• Exercise materials:

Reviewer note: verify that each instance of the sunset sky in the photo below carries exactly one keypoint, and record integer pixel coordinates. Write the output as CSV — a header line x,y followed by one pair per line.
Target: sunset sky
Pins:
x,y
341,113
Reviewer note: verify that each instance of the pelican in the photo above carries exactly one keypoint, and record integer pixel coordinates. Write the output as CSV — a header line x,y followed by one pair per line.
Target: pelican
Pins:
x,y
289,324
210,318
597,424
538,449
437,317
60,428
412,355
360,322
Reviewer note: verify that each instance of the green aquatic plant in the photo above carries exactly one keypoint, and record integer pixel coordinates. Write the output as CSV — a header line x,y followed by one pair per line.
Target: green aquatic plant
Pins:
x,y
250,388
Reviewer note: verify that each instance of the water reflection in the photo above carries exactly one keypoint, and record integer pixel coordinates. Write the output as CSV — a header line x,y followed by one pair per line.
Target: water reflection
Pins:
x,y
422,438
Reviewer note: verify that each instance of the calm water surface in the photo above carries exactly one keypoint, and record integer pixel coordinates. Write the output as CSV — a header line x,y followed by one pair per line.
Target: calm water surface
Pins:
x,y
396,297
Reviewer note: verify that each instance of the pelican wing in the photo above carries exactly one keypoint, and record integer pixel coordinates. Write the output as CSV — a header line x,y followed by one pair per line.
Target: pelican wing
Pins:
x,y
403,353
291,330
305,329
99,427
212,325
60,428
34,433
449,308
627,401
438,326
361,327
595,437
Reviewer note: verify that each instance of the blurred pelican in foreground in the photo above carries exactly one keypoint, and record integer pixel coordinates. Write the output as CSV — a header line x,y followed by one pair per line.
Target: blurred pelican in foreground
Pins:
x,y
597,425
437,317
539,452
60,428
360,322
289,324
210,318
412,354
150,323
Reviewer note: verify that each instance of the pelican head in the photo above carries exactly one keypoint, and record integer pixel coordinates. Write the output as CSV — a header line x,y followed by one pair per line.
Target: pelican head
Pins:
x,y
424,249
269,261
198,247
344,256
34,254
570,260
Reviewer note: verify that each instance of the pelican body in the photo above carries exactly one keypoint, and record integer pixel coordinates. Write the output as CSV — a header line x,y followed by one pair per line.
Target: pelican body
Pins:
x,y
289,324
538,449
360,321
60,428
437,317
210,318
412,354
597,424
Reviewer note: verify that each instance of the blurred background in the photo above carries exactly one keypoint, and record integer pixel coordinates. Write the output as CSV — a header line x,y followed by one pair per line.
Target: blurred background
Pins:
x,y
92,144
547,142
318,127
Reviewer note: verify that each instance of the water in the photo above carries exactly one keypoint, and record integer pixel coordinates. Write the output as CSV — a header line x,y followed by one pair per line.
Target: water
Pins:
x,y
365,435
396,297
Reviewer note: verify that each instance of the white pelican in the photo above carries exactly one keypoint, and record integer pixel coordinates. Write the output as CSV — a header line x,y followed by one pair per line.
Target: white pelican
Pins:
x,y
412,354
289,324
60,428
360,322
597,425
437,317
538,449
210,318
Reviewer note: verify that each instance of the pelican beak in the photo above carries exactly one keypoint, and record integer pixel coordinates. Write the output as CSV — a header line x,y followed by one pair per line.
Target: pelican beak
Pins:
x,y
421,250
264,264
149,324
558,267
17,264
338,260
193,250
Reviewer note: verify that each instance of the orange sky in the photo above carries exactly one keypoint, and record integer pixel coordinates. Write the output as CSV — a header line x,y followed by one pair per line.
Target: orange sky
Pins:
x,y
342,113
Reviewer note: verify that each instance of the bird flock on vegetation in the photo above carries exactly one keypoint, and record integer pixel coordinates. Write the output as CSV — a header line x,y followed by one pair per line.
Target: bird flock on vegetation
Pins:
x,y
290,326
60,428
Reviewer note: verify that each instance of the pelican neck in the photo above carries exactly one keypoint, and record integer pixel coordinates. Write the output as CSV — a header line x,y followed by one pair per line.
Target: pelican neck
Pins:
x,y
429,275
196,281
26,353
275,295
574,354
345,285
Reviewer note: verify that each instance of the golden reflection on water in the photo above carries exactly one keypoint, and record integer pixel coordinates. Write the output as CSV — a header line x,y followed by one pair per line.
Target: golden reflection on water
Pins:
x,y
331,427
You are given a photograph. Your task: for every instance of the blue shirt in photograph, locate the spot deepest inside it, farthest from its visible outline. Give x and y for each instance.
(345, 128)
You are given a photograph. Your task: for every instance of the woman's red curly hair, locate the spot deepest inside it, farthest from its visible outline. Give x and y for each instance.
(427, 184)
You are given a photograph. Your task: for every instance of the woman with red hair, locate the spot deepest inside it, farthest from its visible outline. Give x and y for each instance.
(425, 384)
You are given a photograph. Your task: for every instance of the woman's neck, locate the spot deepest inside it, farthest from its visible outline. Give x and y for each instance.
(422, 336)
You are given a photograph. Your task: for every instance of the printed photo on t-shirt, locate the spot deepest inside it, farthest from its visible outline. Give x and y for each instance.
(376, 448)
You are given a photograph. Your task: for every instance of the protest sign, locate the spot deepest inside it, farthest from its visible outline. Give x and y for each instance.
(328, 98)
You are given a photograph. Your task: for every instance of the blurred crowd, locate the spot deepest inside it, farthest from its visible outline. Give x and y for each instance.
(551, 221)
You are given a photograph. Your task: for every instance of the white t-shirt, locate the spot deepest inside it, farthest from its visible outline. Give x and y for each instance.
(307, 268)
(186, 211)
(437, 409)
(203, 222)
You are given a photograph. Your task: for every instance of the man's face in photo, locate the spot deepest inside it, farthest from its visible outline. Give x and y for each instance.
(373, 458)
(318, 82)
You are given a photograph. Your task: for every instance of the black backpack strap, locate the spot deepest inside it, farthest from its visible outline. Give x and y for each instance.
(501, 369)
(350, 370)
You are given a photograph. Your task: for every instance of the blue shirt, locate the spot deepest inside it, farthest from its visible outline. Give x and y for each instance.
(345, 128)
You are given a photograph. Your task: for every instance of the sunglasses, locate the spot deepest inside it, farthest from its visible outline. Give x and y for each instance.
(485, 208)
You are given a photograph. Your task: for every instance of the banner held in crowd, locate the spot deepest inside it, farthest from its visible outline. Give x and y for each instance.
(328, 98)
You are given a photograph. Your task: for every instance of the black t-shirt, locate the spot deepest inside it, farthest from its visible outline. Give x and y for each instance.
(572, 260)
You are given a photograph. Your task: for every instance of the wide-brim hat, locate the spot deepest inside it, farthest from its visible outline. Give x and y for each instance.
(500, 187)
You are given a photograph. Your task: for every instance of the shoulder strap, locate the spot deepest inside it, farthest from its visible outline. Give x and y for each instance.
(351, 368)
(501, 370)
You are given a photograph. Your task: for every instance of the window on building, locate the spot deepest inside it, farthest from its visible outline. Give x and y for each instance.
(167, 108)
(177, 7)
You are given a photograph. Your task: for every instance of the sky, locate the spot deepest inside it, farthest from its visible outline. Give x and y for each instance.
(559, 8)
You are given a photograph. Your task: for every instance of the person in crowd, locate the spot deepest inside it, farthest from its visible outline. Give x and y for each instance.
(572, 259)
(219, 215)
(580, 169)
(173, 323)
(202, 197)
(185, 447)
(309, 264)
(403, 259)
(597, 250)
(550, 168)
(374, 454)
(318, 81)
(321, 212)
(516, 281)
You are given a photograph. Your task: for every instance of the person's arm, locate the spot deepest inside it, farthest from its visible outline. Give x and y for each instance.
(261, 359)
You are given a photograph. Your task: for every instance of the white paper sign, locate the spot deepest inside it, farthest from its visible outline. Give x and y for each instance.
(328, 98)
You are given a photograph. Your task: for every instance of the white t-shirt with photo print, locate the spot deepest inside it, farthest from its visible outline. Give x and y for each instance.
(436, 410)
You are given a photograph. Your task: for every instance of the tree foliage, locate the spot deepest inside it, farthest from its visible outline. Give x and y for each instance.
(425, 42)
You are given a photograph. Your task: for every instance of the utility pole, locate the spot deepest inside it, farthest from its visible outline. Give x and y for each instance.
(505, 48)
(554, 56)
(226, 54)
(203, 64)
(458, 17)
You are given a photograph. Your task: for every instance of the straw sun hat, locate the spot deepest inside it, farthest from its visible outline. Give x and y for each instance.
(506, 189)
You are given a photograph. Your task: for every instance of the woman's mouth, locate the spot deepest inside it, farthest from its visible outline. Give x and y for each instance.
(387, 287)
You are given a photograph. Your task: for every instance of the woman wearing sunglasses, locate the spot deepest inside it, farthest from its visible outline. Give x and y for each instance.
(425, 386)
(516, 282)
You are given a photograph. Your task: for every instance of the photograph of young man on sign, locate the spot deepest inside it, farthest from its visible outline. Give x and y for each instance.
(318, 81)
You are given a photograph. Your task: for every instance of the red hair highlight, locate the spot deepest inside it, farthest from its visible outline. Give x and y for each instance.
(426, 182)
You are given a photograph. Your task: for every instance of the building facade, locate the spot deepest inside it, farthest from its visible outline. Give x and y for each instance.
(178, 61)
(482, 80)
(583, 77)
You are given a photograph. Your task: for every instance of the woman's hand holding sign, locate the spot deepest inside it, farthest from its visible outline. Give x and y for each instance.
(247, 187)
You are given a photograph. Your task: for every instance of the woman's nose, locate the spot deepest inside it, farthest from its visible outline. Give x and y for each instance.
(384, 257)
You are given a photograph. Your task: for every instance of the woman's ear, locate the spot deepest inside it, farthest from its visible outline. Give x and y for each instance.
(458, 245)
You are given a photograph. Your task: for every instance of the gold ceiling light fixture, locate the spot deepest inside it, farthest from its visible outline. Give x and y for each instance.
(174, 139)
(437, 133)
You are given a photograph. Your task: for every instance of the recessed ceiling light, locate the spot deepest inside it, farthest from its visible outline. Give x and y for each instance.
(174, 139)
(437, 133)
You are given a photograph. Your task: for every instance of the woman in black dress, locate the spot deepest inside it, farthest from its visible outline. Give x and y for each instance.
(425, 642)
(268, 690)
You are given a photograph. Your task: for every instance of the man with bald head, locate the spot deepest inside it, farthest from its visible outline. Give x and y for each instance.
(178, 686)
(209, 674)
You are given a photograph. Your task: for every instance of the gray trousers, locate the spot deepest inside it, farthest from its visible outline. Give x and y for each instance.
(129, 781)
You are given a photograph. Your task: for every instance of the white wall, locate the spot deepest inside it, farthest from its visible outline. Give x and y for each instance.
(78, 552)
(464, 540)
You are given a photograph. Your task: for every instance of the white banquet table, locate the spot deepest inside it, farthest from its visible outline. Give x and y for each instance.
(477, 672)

• What the task asks: Show the lines of the listing above with "wing".

• Result of this exercise:
Reviewer note: verify that each instance of the pelican wing in the photo above carries exactly one keypoint, and record integer pixel coordinates. Write the output as CSV — a header line x,y followed by one pair per line.
Target: pelican wing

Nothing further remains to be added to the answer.